Request
Identify every line in the listing below that contains the word "head" and copy each of those lines.

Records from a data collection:
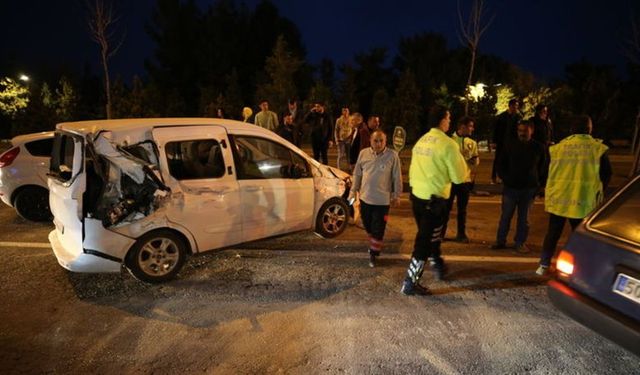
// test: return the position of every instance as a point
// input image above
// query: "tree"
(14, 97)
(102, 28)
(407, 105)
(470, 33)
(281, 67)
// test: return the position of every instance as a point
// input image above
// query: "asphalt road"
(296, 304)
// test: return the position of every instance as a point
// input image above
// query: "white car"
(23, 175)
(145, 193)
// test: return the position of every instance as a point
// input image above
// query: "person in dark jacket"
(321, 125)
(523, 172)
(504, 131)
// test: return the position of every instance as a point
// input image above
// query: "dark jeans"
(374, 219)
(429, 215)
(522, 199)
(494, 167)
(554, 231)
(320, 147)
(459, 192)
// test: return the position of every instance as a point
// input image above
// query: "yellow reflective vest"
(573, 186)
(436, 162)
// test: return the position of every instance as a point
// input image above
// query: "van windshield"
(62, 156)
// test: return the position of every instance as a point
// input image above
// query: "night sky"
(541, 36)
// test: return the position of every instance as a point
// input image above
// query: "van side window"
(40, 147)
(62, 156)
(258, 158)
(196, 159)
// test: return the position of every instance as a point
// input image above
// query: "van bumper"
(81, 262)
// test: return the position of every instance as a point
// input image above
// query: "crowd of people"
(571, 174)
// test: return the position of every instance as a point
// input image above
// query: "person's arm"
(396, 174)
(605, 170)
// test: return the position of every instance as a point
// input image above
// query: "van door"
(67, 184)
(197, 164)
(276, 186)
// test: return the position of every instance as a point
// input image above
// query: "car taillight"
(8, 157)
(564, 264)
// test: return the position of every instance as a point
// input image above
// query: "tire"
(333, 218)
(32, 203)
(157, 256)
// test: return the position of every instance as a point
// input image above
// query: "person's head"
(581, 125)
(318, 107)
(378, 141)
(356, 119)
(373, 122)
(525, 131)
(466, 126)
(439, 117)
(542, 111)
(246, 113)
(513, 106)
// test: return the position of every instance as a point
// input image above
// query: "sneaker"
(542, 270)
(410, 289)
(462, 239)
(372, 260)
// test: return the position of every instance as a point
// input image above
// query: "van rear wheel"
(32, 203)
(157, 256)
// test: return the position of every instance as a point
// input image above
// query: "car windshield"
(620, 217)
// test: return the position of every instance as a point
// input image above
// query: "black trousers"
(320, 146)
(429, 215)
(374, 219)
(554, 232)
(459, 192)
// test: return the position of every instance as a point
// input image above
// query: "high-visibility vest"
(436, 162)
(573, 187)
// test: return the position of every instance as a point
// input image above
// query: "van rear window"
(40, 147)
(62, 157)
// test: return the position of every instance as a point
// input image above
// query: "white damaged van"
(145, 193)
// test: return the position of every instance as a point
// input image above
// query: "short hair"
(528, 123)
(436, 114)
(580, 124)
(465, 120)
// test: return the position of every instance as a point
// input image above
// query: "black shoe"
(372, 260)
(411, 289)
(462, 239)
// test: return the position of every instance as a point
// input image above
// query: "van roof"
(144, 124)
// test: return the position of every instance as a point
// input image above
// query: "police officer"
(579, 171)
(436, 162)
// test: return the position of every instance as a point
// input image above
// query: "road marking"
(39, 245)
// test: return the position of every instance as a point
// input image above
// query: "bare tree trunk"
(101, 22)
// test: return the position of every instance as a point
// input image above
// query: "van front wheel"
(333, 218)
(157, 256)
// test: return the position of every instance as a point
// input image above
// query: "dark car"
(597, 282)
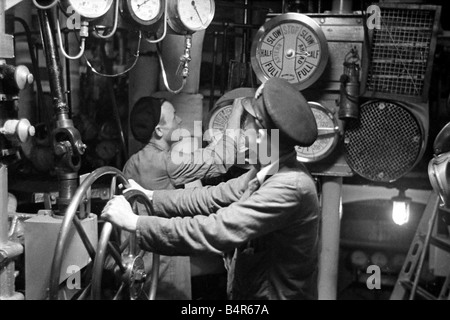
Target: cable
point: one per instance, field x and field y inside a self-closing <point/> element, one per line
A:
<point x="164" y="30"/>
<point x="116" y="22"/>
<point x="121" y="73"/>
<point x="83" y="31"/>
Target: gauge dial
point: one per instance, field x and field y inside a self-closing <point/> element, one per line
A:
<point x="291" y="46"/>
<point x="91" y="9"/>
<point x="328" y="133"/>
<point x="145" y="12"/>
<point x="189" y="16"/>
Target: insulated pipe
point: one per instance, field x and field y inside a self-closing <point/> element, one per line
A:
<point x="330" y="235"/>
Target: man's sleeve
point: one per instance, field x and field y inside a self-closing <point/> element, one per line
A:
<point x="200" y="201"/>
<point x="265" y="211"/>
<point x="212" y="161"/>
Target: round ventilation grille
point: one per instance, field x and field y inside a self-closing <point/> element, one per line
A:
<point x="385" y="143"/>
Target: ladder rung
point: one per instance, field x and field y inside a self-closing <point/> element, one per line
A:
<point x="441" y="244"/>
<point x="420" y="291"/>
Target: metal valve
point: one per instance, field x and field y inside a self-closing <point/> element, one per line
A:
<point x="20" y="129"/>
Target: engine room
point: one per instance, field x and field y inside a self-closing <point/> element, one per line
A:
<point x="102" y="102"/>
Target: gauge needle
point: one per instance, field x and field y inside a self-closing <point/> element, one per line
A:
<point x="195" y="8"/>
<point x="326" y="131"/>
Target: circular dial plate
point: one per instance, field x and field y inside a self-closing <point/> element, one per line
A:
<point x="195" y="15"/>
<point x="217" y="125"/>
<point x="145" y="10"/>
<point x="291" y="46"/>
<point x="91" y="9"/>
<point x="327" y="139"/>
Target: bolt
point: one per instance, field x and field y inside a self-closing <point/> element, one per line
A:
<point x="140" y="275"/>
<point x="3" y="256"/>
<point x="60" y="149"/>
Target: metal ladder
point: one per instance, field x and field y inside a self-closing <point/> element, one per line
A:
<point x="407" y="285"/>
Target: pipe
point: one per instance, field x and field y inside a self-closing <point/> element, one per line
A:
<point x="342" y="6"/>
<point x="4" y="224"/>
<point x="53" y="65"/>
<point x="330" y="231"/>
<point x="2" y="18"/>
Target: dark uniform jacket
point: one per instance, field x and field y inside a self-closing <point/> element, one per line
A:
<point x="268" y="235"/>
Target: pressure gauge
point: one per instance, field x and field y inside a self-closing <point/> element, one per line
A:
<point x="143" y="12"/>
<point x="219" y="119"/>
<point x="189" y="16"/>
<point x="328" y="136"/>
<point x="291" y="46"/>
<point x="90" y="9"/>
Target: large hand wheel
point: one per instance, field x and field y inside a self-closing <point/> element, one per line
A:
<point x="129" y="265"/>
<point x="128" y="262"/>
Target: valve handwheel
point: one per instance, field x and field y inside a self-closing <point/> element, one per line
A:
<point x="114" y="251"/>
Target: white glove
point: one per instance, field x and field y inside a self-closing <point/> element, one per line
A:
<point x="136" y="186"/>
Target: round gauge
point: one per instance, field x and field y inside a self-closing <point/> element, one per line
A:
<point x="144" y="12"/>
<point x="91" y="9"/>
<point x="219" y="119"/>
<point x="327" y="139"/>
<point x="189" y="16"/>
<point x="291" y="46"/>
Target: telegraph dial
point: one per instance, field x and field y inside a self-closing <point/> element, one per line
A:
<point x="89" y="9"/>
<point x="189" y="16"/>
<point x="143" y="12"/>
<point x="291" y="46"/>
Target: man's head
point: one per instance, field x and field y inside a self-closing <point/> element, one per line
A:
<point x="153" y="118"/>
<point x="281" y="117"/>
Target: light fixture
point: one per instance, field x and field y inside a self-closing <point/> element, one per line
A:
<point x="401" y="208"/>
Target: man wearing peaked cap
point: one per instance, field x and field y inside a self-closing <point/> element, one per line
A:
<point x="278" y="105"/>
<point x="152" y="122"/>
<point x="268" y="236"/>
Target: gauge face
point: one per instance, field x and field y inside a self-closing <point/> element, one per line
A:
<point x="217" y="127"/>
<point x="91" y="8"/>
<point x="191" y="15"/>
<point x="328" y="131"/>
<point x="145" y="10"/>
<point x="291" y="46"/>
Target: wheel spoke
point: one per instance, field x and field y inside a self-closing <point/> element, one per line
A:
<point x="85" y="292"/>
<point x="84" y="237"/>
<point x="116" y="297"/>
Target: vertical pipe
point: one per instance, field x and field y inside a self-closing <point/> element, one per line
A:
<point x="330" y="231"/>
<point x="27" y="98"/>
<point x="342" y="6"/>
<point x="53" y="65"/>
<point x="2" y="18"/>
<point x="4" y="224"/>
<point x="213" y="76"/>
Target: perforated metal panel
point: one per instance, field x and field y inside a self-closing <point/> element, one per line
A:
...
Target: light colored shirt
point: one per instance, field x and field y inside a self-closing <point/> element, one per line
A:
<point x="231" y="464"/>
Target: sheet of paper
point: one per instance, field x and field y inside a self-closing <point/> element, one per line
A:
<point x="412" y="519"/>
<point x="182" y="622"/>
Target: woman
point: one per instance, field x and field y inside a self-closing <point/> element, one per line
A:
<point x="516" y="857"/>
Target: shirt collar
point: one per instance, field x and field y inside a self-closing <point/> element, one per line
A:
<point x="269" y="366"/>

Correct output
// query: "person's head"
Target: man's head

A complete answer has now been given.